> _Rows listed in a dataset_
— start —
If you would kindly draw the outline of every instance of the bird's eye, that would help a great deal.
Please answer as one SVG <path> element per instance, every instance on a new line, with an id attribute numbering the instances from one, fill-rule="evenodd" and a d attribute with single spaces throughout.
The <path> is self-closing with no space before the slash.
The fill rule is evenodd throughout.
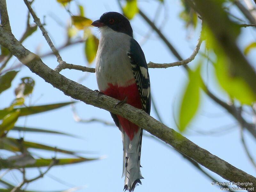
<path id="1" fill-rule="evenodd" d="M 115 20 L 113 19 L 110 19 L 108 21 L 108 22 L 109 22 L 109 23 L 110 23 L 110 24 L 112 24 L 112 23 L 113 23 L 114 21 Z"/>

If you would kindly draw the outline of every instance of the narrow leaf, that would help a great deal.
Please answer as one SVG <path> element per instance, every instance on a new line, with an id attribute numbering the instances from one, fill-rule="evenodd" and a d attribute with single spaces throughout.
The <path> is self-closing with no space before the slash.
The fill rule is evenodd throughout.
<path id="1" fill-rule="evenodd" d="M 84 7 L 82 6 L 81 5 L 78 5 L 78 8 L 79 8 L 79 11 L 80 12 L 80 16 L 84 17 Z"/>
<path id="2" fill-rule="evenodd" d="M 72 24 L 78 29 L 83 29 L 84 28 L 90 27 L 92 22 L 90 19 L 82 16 L 72 16 L 71 17 Z"/>
<path id="3" fill-rule="evenodd" d="M 200 88 L 202 81 L 200 76 L 201 64 L 195 71 L 189 73 L 189 81 L 183 96 L 180 108 L 180 131 L 184 131 L 195 116 L 200 100 Z"/>
<path id="4" fill-rule="evenodd" d="M 82 163 L 98 159 L 98 158 L 74 158 L 57 159 L 55 165 L 63 165 Z M 20 166 L 15 165 L 7 159 L 0 159 L 0 167 L 1 169 L 10 169 L 13 168 L 25 167 L 26 168 L 41 167 L 49 166 L 52 161 L 52 159 L 36 159 L 33 164 L 28 164 L 25 166 Z"/>
<path id="5" fill-rule="evenodd" d="M 127 0 L 126 4 L 123 10 L 128 19 L 132 19 L 139 12 L 137 0 Z"/>
<path id="6" fill-rule="evenodd" d="M 0 149 L 13 152 L 20 151 L 21 147 L 26 149 L 33 148 L 51 151 L 60 152 L 70 155 L 76 155 L 76 152 L 57 148 L 43 144 L 26 141 L 22 140 L 10 138 L 4 138 L 0 140 Z"/>
<path id="7" fill-rule="evenodd" d="M 225 56 L 221 52 L 217 54 L 214 67 L 220 85 L 231 98 L 236 99 L 242 104 L 250 105 L 256 101 L 256 95 L 244 79 L 238 75 L 231 75 L 236 73 L 236 69 Z"/>
<path id="8" fill-rule="evenodd" d="M 18 109 L 4 117 L 2 123 L 0 125 L 0 136 L 3 135 L 5 131 L 12 128 L 20 114 L 20 110 Z"/>
<path id="9" fill-rule="evenodd" d="M 45 111 L 55 109 L 68 105 L 74 103 L 74 102 L 67 102 L 45 105 L 21 107 L 13 109 L 11 110 L 8 109 L 5 109 L 0 110 L 0 120 L 2 119 L 4 116 L 17 109 L 20 109 L 20 116 L 22 116 L 36 114 L 39 113 L 44 112 Z"/>
<path id="10" fill-rule="evenodd" d="M 10 156 L 7 160 L 15 167 L 22 167 L 28 165 L 33 165 L 36 161 L 33 156 L 27 152 L 21 155 Z"/>
<path id="11" fill-rule="evenodd" d="M 86 59 L 89 63 L 91 63 L 96 56 L 99 46 L 99 39 L 93 35 L 91 35 L 85 41 L 85 52 Z"/>
<path id="12" fill-rule="evenodd" d="M 58 131 L 54 131 L 50 130 L 43 129 L 38 129 L 36 128 L 31 128 L 29 127 L 17 127 L 15 126 L 13 128 L 12 128 L 11 131 L 25 131 L 26 132 L 39 132 L 46 133 L 54 133 L 63 135 L 67 136 L 70 136 L 73 137 L 76 137 L 76 138 L 79 138 L 79 137 L 77 136 L 76 136 L 76 135 L 66 133 L 63 133 Z"/>
<path id="13" fill-rule="evenodd" d="M 0 93 L 11 87 L 12 81 L 18 72 L 16 71 L 11 71 L 0 76 Z"/>
<path id="14" fill-rule="evenodd" d="M 57 2 L 61 4 L 63 6 L 66 6 L 67 4 L 72 0 L 57 0 Z"/>
<path id="15" fill-rule="evenodd" d="M 251 43 L 245 47 L 244 51 L 244 54 L 246 55 L 248 55 L 253 48 L 256 48 L 256 42 Z"/>

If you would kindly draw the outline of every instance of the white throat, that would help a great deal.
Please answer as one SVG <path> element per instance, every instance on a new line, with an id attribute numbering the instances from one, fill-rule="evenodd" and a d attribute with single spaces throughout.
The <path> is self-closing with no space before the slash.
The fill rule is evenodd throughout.
<path id="1" fill-rule="evenodd" d="M 134 82 L 133 73 L 127 53 L 131 37 L 109 28 L 100 28 L 101 36 L 96 56 L 96 74 L 100 90 L 104 91 L 108 83 L 118 86 Z"/>

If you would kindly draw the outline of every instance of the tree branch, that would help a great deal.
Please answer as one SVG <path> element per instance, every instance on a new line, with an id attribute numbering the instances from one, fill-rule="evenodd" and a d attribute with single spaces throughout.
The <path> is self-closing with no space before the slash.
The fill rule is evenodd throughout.
<path id="1" fill-rule="evenodd" d="M 4 11 L 7 10 L 7 9 L 5 1 L 0 0 L 0 19 L 1 20 L 0 27 L 3 28 L 6 30 L 11 31 L 8 13 L 7 12 Z"/>
<path id="2" fill-rule="evenodd" d="M 58 72 L 59 72 L 61 70 L 60 70 L 60 69 L 61 68 L 61 65 L 65 65 L 67 63 L 63 61 L 62 60 L 62 58 L 61 57 L 60 57 L 58 50 L 56 49 L 54 45 L 53 45 L 53 44 L 52 42 L 51 38 L 48 35 L 47 31 L 45 30 L 44 28 L 44 26 L 43 26 L 40 21 L 40 20 L 37 17 L 37 16 L 36 16 L 36 13 L 35 13 L 34 11 L 32 9 L 32 7 L 31 7 L 28 1 L 28 0 L 24 0 L 24 2 L 28 7 L 28 11 L 29 11 L 34 19 L 34 22 L 36 23 L 38 27 L 40 28 L 40 29 L 42 32 L 43 36 L 44 37 L 44 38 L 45 38 L 48 44 L 49 45 L 53 54 L 57 58 L 57 61 L 60 64 L 57 66 L 57 67 L 56 68 L 55 70 Z"/>
<path id="3" fill-rule="evenodd" d="M 190 4 L 192 4 L 193 5 L 193 6 L 194 6 L 194 4 L 190 0 L 186 0 L 187 1 L 188 3 Z M 197 8 L 195 8 L 196 9 L 196 10 L 198 9 Z M 170 50 L 176 58 L 180 60 L 183 60 L 181 58 L 180 55 L 178 53 L 177 51 L 176 51 L 173 46 L 171 44 L 170 42 L 168 41 L 168 40 L 164 37 L 164 36 L 162 33 L 161 31 L 157 28 L 154 23 L 151 21 L 148 17 L 146 16 L 145 14 L 143 13 L 141 11 L 140 11 L 139 13 L 142 16 L 143 18 L 144 19 L 145 21 L 155 30 L 156 32 L 158 34 L 159 37 L 161 38 L 164 42 L 166 44 L 167 46 L 169 48 Z M 175 51 L 172 52 L 173 49 L 175 50 Z M 187 65 L 184 65 L 182 66 L 184 67 L 187 71 L 188 72 L 190 70 L 190 68 Z M 253 82 L 254 81 L 253 81 L 252 82 Z M 205 93 L 213 101 L 226 110 L 237 121 L 241 126 L 245 128 L 246 129 L 248 130 L 248 131 L 252 133 L 252 135 L 256 138 L 256 129 L 255 129 L 255 127 L 252 126 L 251 124 L 247 122 L 243 117 L 241 113 L 239 113 L 238 112 L 238 110 L 234 106 L 231 106 L 225 102 L 224 102 L 219 99 L 210 91 L 205 85 L 205 84 L 203 83 L 203 86 L 204 88 L 204 89 L 203 89 L 203 90 Z"/>
<path id="4" fill-rule="evenodd" d="M 256 23 L 256 20 L 252 15 L 250 12 L 239 1 L 236 0 L 234 1 L 234 4 L 236 5 L 237 8 L 241 11 L 241 12 L 244 14 L 249 21 L 250 22 L 251 24 L 254 24 Z"/>
<path id="5" fill-rule="evenodd" d="M 7 12 L 6 10 L 1 11 Z M 24 47 L 10 31 L 1 27 L 0 27 L 0 44 L 9 50 L 32 72 L 62 91 L 65 95 L 120 115 L 147 131 L 224 179 L 236 182 L 252 182 L 252 187 L 254 187 L 256 188 L 256 178 L 200 148 L 141 109 L 128 104 L 124 104 L 121 108 L 115 108 L 115 106 L 118 101 L 116 100 L 104 95 L 98 98 L 98 94 L 95 92 L 52 69 L 37 56 Z"/>
<path id="6" fill-rule="evenodd" d="M 167 68 L 171 67 L 174 67 L 175 66 L 180 66 L 188 64 L 188 63 L 192 61 L 195 59 L 196 56 L 199 50 L 200 49 L 200 46 L 201 45 L 202 41 L 201 40 L 201 37 L 199 37 L 198 40 L 197 44 L 192 54 L 190 56 L 188 59 L 180 61 L 171 63 L 155 63 L 151 62 L 150 62 L 148 64 L 148 68 Z"/>

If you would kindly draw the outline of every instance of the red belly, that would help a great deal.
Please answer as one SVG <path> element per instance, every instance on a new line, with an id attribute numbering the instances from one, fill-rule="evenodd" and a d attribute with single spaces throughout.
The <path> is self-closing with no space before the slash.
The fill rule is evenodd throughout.
<path id="1" fill-rule="evenodd" d="M 102 91 L 106 95 L 120 100 L 123 100 L 127 97 L 128 104 L 139 109 L 142 108 L 140 96 L 136 83 L 127 87 L 118 87 L 117 85 L 114 85 L 110 84 L 108 84 L 108 85 L 109 87 Z M 138 132 L 138 126 L 124 118 L 117 116 L 124 130 L 130 140 L 132 140 L 134 132 Z"/>

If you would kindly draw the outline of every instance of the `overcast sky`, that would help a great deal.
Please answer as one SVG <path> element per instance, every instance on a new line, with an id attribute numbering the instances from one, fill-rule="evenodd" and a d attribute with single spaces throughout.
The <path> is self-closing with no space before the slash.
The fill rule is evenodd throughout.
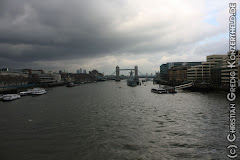
<path id="1" fill-rule="evenodd" d="M 167 62 L 205 61 L 228 51 L 229 2 L 0 0 L 0 67 L 154 73 Z"/>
— end —
> _Aim_
Rewrite the rows from the line containing "belly, that would help a great deal." through the end of the rows, inclusive, replacing "overcast sky" with "cloudy sky" and leaving everything else unchanged. Leave the pictures out of your answer.

> _Solution for this problem_
If you would kindly draw the outline of every instance of the red belly, that would help a great deal.
Please answer as one SVG <path> element per instance, every instance on a new line, with an id attribute numbering the instances from one, fill-rule="evenodd" and a d attribute with single spaces throughout.
The <path> is self-closing with no space before the slash.
The fill rule is evenodd throughout.
<path id="1" fill-rule="evenodd" d="M 102 91 L 106 95 L 120 100 L 123 100 L 127 97 L 128 104 L 139 109 L 142 108 L 140 96 L 136 83 L 127 87 L 118 87 L 117 85 L 114 85 L 110 84 L 108 84 L 108 85 L 109 87 Z M 138 132 L 138 126 L 124 118 L 117 116 L 124 130 L 130 140 L 132 140 L 134 132 Z"/>

If you would kindly draw the outline of every instance of the `cloudy sky`, that would help a great deal.
Please answer as one SVG <path> element per instance, every instance on a new line, with an id attribute numbering the instances from one, fill-rule="evenodd" and a d attribute with single spaces throughout.
The <path> is self-closing with no space before the slash.
The fill rule is evenodd throughout.
<path id="1" fill-rule="evenodd" d="M 167 62 L 205 61 L 228 51 L 229 2 L 0 0 L 0 67 L 154 73 Z"/>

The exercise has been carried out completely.